-- START OF ITEMS --
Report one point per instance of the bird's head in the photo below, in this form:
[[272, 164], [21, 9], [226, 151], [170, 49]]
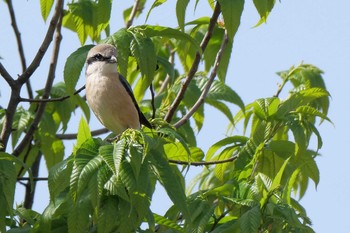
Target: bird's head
[[102, 58]]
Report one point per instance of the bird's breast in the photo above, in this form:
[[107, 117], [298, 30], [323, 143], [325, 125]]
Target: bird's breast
[[111, 103]]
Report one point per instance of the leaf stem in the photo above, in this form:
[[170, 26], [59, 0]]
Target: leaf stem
[[133, 13], [203, 163], [205, 92], [195, 64]]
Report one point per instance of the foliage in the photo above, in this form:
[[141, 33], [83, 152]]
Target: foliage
[[250, 183]]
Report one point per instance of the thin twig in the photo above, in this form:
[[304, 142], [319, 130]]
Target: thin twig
[[203, 163], [34, 179], [16, 85], [45, 44], [74, 135], [31, 186], [212, 76], [52, 99], [168, 77], [51, 76], [152, 101], [133, 13], [19, 44], [280, 87], [195, 64], [8, 78], [217, 220]]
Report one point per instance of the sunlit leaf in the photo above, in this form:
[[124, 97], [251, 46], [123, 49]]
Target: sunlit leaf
[[73, 67], [181, 6], [264, 8], [231, 11], [45, 7]]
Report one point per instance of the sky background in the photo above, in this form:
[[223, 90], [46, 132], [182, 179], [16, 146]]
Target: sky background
[[309, 31]]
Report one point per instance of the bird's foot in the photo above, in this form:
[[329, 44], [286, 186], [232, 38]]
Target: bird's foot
[[114, 139]]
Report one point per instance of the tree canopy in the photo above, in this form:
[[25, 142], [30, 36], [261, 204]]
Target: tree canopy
[[250, 182]]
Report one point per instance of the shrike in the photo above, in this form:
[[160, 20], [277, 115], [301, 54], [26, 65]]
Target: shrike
[[108, 93]]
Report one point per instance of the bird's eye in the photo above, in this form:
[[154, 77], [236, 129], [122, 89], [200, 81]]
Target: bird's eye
[[99, 57]]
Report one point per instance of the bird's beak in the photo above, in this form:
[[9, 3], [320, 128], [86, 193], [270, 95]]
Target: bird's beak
[[113, 59]]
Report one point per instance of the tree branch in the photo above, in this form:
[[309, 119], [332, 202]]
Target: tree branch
[[52, 99], [19, 44], [45, 44], [195, 64], [16, 85], [133, 13], [212, 76], [74, 135], [204, 163], [29, 186], [51, 76], [8, 78], [34, 179]]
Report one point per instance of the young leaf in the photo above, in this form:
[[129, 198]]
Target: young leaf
[[8, 180], [167, 32], [170, 181], [250, 220], [167, 223], [155, 4], [83, 132], [121, 39], [142, 48], [264, 8], [73, 66], [45, 7], [231, 11], [181, 6]]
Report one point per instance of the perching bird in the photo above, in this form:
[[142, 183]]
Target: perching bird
[[108, 93]]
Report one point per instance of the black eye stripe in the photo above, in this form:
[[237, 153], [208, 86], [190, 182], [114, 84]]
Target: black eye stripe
[[98, 57]]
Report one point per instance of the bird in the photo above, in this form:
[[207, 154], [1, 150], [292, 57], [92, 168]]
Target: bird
[[108, 93]]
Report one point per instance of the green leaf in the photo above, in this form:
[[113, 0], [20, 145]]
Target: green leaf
[[8, 179], [88, 18], [222, 107], [181, 6], [250, 220], [21, 122], [264, 8], [220, 91], [236, 140], [176, 151], [142, 48], [170, 181], [78, 218], [107, 220], [53, 151], [73, 66], [59, 176], [276, 183], [87, 171], [311, 111], [167, 32], [231, 11], [167, 223], [155, 4], [83, 132], [121, 40], [45, 7]]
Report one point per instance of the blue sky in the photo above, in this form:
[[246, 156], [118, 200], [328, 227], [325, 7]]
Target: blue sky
[[312, 31]]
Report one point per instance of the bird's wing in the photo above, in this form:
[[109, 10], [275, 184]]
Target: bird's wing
[[143, 119]]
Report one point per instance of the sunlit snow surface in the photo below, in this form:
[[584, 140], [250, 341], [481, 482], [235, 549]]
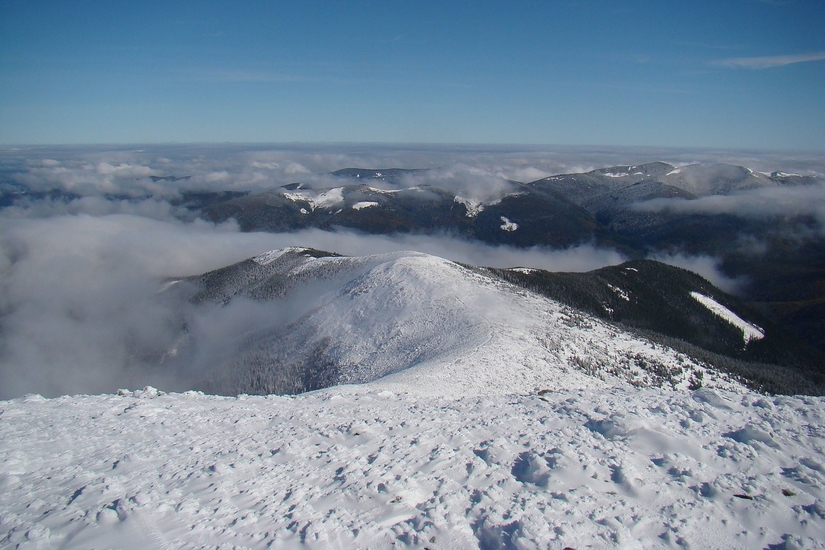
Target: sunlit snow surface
[[357, 467], [749, 331]]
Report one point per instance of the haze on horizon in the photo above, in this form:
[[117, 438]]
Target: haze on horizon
[[739, 74]]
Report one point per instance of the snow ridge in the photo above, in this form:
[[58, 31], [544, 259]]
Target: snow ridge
[[360, 467], [749, 331]]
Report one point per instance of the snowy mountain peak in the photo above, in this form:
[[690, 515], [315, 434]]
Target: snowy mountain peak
[[417, 323]]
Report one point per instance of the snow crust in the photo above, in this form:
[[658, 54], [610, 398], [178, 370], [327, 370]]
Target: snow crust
[[507, 225], [268, 257], [362, 467], [327, 199], [749, 330], [474, 208], [619, 292]]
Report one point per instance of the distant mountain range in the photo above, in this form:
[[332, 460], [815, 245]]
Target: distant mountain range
[[420, 319], [785, 279]]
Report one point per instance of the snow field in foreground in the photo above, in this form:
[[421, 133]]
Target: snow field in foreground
[[353, 466]]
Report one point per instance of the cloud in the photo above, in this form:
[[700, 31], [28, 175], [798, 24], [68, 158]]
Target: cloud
[[81, 311], [763, 202], [706, 266], [768, 62]]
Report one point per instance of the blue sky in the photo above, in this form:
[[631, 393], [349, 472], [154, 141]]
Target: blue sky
[[722, 73]]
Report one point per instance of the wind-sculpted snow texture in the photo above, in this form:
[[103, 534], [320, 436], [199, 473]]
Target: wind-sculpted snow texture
[[361, 467]]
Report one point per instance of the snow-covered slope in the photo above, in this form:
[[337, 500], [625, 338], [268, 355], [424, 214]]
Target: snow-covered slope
[[431, 326], [357, 467]]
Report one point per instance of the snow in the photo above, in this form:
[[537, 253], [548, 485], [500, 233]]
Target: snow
[[358, 466], [507, 225], [420, 324], [268, 257], [749, 330], [391, 191], [486, 416], [474, 208], [327, 199], [619, 292]]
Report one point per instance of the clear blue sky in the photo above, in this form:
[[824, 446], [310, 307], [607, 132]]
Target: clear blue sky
[[721, 73]]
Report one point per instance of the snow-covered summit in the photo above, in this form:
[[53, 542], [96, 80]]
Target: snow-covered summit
[[422, 324]]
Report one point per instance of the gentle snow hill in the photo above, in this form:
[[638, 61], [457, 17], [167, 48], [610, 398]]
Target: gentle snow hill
[[361, 467], [431, 326], [660, 301]]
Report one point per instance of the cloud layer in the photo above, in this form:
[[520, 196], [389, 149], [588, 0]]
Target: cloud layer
[[767, 62], [84, 252]]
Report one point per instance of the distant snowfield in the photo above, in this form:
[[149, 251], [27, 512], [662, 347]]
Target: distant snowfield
[[749, 330], [362, 467]]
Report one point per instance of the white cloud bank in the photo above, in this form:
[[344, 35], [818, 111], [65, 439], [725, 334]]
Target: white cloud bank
[[768, 62]]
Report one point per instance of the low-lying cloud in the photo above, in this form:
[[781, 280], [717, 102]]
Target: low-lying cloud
[[88, 236], [765, 202], [82, 311]]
-- END OF ITEMS --
** YOUR GOAL **
Reproduce everything in the records above from the line containing "Report one point per instance of the sunlit leaf" down to the line containing "[[114, 139]]", both of those lines included, without any changes.

** EXPECTED OUTPUT **
Report one point per instance of the sunlit leaf in the photo above, in this form:
[[124, 97], [251, 46], [123, 49]]
Target: sunlit leaf
[[73, 67], [181, 6], [264, 8], [231, 11], [45, 7]]
Report one point per instance of the sky background in the photo above, in this form:
[[223, 90], [46, 132], [182, 179], [16, 146]]
Target: sky background
[[309, 31]]
Report one point per instance of the bird's foot in the photo above, in this form:
[[329, 44], [286, 186], [232, 38]]
Target: bird's foot
[[114, 139]]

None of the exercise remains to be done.